-- start EXCERPT PROVIDED --
I just saw a CNN report about obesity in children. The report closed with a feature on a woman dedicated to teaching kids about physical fitness by having fun with sports, weightlifting and cardio.
That report sent me on a flashback.
7th grade. El Paso, TX. Coach Stowe was my P.E. teacher. For P.E. class he took to the YMCA to play basketball.
One day Coach Stowe decided it would be fun to pit the most athletic kids against the least athletic kids. I was on the bad team. We lost and it was humiliating. And I remember thinking "this sucks and I hate this."
That game was one example of what my gym coaches in grade school taught me: that I wasn't athletic, I sucked at sports, and P.E. class was not fun and something that I should fear.
What I should have been learning then was basic game strategy. The thrill of competition. That there was more to life than video games and pop-tarts. And so on.
-- end EXCERPT PROVIDED --
-- start PROVIDED RECORDS --
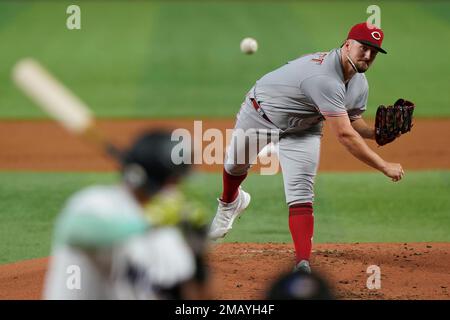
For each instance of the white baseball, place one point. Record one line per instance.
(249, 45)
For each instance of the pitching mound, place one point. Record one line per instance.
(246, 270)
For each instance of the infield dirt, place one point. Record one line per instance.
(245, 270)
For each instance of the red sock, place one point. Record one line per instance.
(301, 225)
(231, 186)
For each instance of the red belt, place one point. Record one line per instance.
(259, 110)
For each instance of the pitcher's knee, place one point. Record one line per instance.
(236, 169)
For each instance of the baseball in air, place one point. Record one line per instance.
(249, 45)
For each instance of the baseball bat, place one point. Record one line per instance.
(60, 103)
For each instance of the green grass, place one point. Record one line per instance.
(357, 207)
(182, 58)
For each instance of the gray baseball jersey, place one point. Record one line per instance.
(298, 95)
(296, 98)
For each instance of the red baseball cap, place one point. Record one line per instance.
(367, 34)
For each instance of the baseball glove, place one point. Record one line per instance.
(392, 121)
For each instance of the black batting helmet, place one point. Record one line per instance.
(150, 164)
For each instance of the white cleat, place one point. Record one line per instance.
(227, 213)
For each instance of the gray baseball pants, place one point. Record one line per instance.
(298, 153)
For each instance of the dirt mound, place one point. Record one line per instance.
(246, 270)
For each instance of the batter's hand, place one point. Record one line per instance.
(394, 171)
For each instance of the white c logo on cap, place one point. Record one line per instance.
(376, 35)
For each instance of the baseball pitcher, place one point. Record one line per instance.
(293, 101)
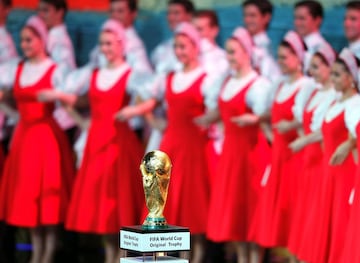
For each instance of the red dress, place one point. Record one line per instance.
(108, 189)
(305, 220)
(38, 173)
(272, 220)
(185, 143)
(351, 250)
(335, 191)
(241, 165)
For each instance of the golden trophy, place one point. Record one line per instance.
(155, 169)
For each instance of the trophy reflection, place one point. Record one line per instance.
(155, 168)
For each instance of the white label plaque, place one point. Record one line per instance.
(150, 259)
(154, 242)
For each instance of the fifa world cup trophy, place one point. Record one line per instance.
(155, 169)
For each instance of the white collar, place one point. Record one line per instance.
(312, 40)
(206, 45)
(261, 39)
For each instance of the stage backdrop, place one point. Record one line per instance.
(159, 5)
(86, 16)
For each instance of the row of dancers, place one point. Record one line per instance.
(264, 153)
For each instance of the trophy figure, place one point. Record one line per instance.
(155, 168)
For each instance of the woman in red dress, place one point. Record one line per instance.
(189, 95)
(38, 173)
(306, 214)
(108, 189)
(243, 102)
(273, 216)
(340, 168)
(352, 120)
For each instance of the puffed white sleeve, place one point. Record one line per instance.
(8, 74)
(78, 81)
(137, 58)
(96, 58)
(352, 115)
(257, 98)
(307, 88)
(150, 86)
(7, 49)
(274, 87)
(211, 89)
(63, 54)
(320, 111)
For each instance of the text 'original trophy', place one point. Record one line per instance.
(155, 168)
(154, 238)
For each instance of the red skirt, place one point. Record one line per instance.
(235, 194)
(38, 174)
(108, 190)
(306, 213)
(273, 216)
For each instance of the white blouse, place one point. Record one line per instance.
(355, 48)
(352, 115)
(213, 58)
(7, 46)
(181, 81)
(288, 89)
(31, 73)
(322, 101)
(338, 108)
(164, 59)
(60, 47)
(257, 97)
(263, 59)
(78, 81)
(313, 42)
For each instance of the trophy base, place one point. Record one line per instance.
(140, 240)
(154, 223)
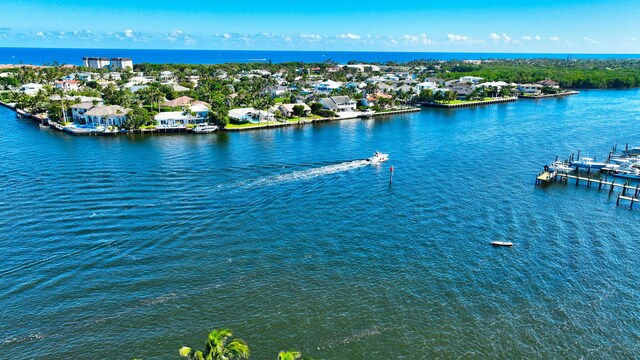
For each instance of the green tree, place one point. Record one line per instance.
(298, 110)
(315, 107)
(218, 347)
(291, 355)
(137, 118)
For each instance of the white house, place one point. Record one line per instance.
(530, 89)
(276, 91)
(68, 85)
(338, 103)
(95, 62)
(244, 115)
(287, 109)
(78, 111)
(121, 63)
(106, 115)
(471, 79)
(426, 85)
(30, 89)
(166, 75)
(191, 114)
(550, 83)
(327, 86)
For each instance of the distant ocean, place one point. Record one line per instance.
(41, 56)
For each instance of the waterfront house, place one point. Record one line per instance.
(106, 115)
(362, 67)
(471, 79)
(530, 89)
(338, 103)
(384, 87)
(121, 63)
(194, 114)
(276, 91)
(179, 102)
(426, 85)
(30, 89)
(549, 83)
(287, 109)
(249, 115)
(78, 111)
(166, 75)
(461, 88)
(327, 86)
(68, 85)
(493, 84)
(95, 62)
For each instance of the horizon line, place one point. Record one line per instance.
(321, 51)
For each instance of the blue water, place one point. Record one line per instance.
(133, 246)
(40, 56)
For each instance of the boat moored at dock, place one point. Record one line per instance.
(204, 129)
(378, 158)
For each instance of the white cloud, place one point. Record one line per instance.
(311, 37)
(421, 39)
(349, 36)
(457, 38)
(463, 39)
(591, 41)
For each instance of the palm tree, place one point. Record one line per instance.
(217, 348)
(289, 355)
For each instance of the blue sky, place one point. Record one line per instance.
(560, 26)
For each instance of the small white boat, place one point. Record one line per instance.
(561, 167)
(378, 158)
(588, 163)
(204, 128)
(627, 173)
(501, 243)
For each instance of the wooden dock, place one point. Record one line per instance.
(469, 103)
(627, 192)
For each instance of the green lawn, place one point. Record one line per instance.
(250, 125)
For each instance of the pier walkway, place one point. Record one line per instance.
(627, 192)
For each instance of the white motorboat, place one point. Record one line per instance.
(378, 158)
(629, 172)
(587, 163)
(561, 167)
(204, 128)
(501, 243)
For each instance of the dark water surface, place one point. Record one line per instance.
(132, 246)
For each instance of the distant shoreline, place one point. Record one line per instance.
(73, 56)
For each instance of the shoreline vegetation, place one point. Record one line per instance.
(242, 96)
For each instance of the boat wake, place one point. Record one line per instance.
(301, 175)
-- end PROVIDED RECORDS --
=== WRITTEN TASKS ===
[1] Please write out the records from the line with "For each instance of the small" up to and including the last line of the records, with each line repeated unchanged.
[2] Write what comes next in the piece about childhood P.E. class, starting right after its final sentence.

=== TASK-BY-TASK ANSWERS ===
[1]
For each instance of the small white boat, place one point. Record one line per instance.
(561, 167)
(378, 158)
(588, 163)
(204, 128)
(627, 173)
(501, 243)
For each instance of the wooden dock, place one point. Record one line per instance.
(469, 103)
(627, 192)
For each instance of the green lawn, place one point. Record one line per instance.
(250, 125)
For each instance of the pier walkway, place one point. Record one line per instance.
(627, 192)
For each instance of the white motorboat, place one point. Record one line per instance.
(378, 158)
(629, 172)
(587, 163)
(561, 167)
(204, 128)
(501, 243)
For each instance of the dark water surface, place one point. Record one line per instance.
(132, 246)
For each instance of the distant shoreline, place one point. Record one line per instance.
(73, 56)
For each instance of the shoreline vegetation, place one point. Record one line per instance.
(242, 96)
For each instance of the boat wake, place one point. Record one line per instance.
(301, 175)

[2]
Instead I learned to dread P.E. and sports. Every day I stood against the wall of that gym and waited to get picked last or next-to-last. Only "The Boz" got picked after me. Back then when that kind of thing really mattered to me, that sucked. And that "getting picked last" thing spilled over into the rest of school. Athletic kids were generally cooler.
Coach Stowe should have been paying attention to the least athletic kids in his class and working with them to find ways to get them integrated into the games and get them to enjoy themselves. I believe that his intentions were good... but that one day of pitting best vs. worst really sucked.
I hope that P.E. coaches today get that.
Teach kids to love sport.
Now that I'm a little older and a little more athletic... it would be AWESOME to play basketball against Coach Stowe. Or better yet, some kind of contact sport like football.







My coach Stowe memory? I was the only person to get enough point to merit the Presidential Physical Fitness award one year (don't remember if it was 86 or 87) even though I wasn't on any organized team sport (I hated them for probably the same reason you did). The tests were your run of the mill push ups, sprints, pull ups, this sort of thing. Never got the certificate or the award. Funny how you remember the little things that seemed unjust to you....
Posted by: Ezequiel | May 05, 2010 at 08:02 AM
The funny thing is that I think I remember the contest where you (and others) were measured for this award. I think you did like 20 pullups. I could do zero, which was a little low.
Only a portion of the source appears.